• Description of the task:
Edit the items from the line with "Every <instance> block's" up to and including the line with "box: [8, 124, 58, 141]" by replacing "pixel-accurate" with "pixel-precise" and leaving everything else unchanged. Return only those lines.

• Entries provided:
+ + +
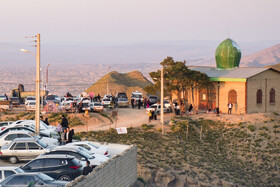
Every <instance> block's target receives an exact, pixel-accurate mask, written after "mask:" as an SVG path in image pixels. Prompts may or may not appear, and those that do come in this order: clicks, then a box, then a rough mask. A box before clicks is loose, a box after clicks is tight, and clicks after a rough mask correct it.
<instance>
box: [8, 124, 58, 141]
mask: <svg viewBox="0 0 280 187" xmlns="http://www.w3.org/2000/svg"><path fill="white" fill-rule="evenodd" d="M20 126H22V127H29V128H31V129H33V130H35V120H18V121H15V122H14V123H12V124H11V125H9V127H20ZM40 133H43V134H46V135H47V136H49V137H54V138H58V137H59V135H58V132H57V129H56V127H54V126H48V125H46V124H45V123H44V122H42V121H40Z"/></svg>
+ + +
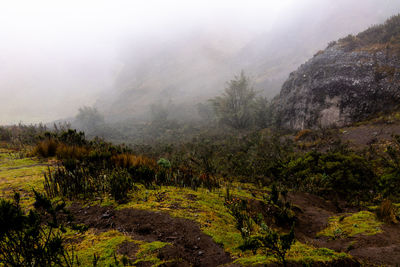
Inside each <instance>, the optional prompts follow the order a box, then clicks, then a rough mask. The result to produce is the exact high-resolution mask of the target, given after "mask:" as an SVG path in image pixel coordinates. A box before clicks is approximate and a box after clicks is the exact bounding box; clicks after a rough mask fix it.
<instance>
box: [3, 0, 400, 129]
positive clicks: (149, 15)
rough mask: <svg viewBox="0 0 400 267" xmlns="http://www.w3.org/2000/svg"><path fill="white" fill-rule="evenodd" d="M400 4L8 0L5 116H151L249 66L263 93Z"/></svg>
+ + +
• The completed task:
Every <instance> block's target receives an exact, pixel-precise mask, written after "mask:" as an SVG path in image pixels. Prompts may or may not appear, and those that do come in this order: clicks, then a box, then a rough mask. A box before clicks is loose, a box after clicks is tight, and clicks after a rough mask correct it.
<instance>
box: [8, 124, 58, 141]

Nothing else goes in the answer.